§ TASK REQUIREMENTS
a: Please transcribe the ATSC transmission passage from "Advanced Television System" up to and including "available at http://www.atsc.org/.".
b: Using the ATSC transmission passage, decide whether each statement agrees with it, and answer yes or no with the deciding words quoted exactly.
(i) Twelve independent data streams go through trellis encoding.
(ii) The signals are converted into signals of an 8-MHz frequency band.
(iii) Signals of the channel are broadcast at a data rate of 19.39 Mbps.
c: Answer these questions from the ATSC transmission passage.
(i) What is the rate of the 8-VSB symbol streams?
(ii) Which terrestrial television channels does the 6-MHz frequency band correspond to?
(iii) At what address are more details for the ATSC DTV Standards and A/53 available?

Advanced Television System Committee (ATSC) Standards for High Definition Television (HDTV) data transmission through a terrestrial broadcasting channel utilizes signals obtained by modulating 12 independent data streams that have gone through trellis encoding and time-multiplexing into 8-VSB symbol streams {−7, −5, −3, −1, 1, 3, 5, 7} of 10.76 MHz rate. The signals are converted into signals of a 6-MHz frequency band, which correspond to standard Very High Frequency (VHF) or Ultrahigh Frequency (UHF) terrestrial television channels. Signals of the channel are broadcasted in a data rate of 19.39 Mbps. More details for the ATSC DTV Standards and A/53 are available at http://www.atsc.org/.

§ PROVIDED RECORDS
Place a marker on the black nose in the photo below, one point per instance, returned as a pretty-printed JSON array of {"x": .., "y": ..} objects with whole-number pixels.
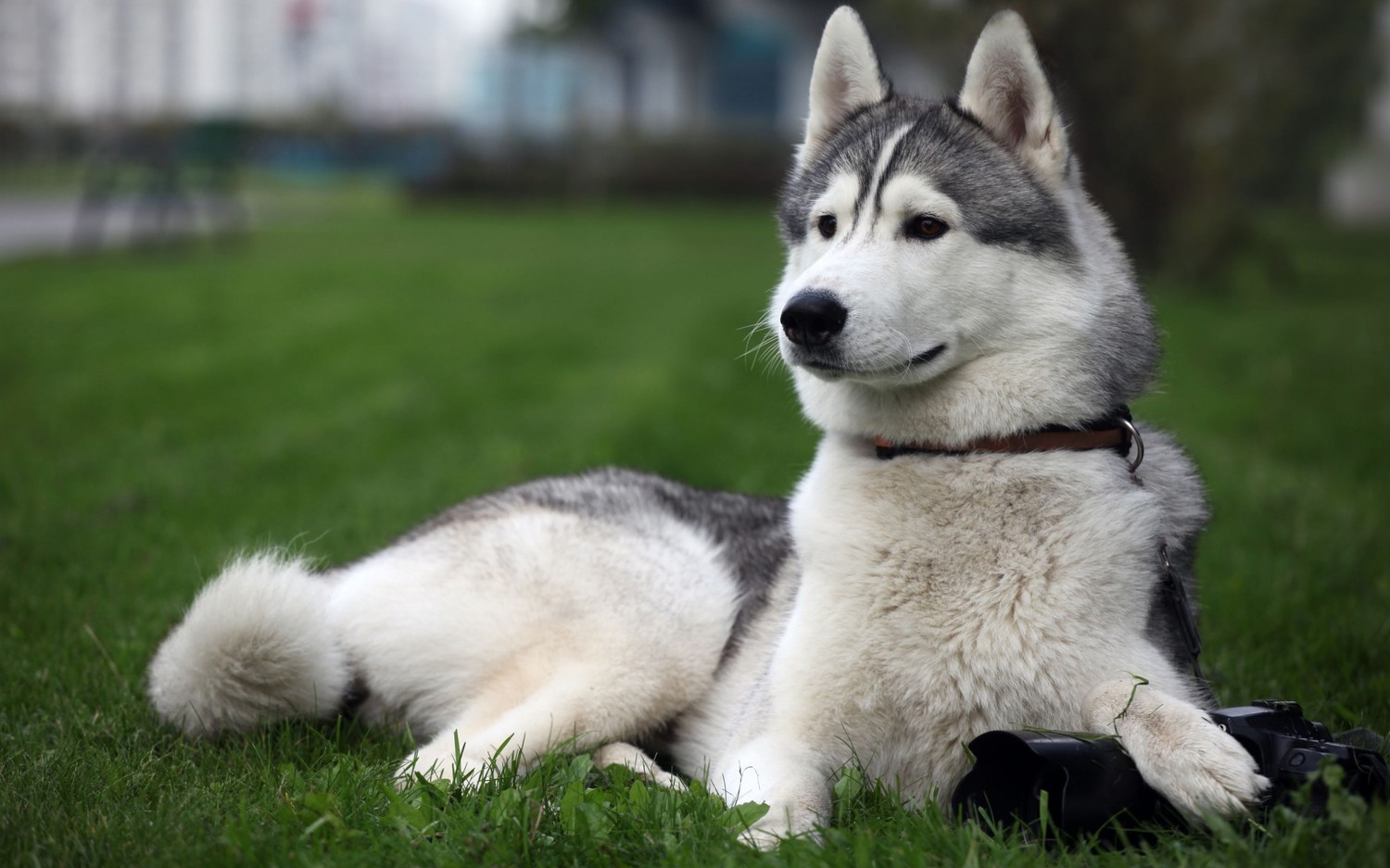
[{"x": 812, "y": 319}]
...
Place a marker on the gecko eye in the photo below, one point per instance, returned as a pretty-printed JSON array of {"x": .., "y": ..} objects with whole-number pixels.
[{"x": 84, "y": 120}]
==
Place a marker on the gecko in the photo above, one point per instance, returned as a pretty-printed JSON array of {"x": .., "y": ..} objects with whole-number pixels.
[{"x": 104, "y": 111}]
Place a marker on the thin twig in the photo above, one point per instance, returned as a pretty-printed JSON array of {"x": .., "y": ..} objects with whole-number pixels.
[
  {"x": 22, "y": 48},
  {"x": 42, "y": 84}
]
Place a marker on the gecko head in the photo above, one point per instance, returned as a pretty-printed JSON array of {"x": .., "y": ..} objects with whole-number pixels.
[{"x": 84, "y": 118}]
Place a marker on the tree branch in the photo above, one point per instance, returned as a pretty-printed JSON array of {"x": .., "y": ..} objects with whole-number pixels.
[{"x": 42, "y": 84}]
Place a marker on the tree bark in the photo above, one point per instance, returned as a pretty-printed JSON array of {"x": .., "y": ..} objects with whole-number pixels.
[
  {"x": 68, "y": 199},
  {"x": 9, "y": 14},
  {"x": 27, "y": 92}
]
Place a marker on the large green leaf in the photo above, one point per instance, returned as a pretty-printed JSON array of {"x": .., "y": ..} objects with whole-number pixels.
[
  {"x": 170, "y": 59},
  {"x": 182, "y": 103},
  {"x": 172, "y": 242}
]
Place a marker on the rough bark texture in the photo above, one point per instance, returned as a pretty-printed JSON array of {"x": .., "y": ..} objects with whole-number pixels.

§ RESPONSES TO THE TASKS
a:
Advanced Television System Committee (ATSC) Standards for High Definition Television (HDTV) data transmission through a terrestrial broadcasting channel utilizes signals obtained by modulating 12 independent data streams that have gone through trellis encoding and time-multiplexing into 8-VSB symbol streams {−7, −5, −3, −1, 1, 3, 5, 7} of 10.76 MHz rate. The signals are converted into signals of a 6-MHz frequency band, which correspond to standard Very High Frequency (VHF) or Ultrahigh Frequency (UHF) terrestrial television channels. Signals of the channel are broadcasted in a data rate of 19.39 Mbps. More details for the ATSC DTV Standards and A/53 are available at http://www.atsc.org/.

b:
(i) Yes: "modulating 12 independent data streams that have gone through trellis encoding"
(ii) No: "The signals are converted into signals of a 6-MHz frequency band"
(iii) Yes: "Signals of the channel are broadcasted in a data rate of 19.39 Mbps"

c:
(i) 10.76 MHz
(ii) Standard Very High Frequency (VHF) or Ultrahigh Frequency (UHF) terrestrial television channels
(iii) http://www.atsc.org/